Problem statement
Output the text of the function-call timing article below between "If we change" and "without our help.", inclusive, without changing any of it.

Selection
^^^^
Andrew Koenig is a former AT&T researcher and programmer for more than 35 years. He is author of C Traps and Pitfalls and, with Barbara, coauthor of Ruminations on C++ and Accelerated C++. Barbara Moo is an independent consultant with 20 years of experience in the software field.
In our previous column (CUJ, April 2004), we noted that the choice of algorithm can affect a program's performance so much that other performance decisions are irrelevant by comparison. In this article, we are going to look at some examples from the other end of the spectrum to see how much a specific, well-known compiler optimization (or lack thereof) can affect a program's execution time. We will begin by estimating how long it takes to call a trivial function, and then see how much of that time can be saved by asking the compiler to expand function calls inline.
All of the timing figures presented here refer to a particular C++ implementation on a particular computer. We anticipate that different implementations will vary greatly, both in absolute speed and in the relative effect of different optimizations. Nevertheless, we believe that the numbers we cite should give a general idea of what to expect.
How Fast Is a Function Call?
Functions are an important way of organizing large computations in most programming languages, and C++ is no exception. Accordingly, any effort to understand a large program's performance should include at least a cursory measurement of how long it takes to call a function.
Such measurements are easy, as long as we don't demand too much precision. We can begin with the following program:
int main() { int n = 1000000000; while (--n >= 0) { } return 0; }
This simple program counts down from a large, arbitrary number chosen to give reasonable execution times on our computer. When we ran this program, we found that it takes 1.66 seconds without compiler optimization, and 0.64 seconds with optimization. In other words, compiler optimization speeds up this program by a factor of 2.6, and with optimization, we can execute 1.56 billion (!) iterations of this loop per second.
If we change the definition of n to say that it is in a register:
register int n = 1000000000;
the program's execution time stays the same. Obviously, this particular compiler does a good job of putting variables in registers without our help.
To see how long it takes to call a function, we can add a function call to the loop:
void f() { } int main() { register int n = 1000000000; while (--n >= 0) { f(); } return 0; }
Doing so increases the execution time to 5.87 seconds without optimization and 4.1 with optimization. We can infer that the function call itself takes approximately 4.2 nanoseconds without optimization and 3.5 nanoseconds with optimizationso with optimization, a function call with no arguments takes more than five times as long as an entire trip through the loop. Evidently, the penalty for calling a function can be significant. Of course, we may not care: If a function takes 1000 times as long as the function-call overhead, removing that overhead will make little difference.
^^^^
[Dataset excerpt]

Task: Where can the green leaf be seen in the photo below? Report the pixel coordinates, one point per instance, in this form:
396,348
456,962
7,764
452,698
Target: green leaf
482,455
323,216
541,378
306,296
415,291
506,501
^^^^
Full response
If we change the definition of n to say that it is in a register:
register int n = 1000000000;
the program's execution time stays the same. Obviously, this particular compiler does a good job of putting variables in registers without our help.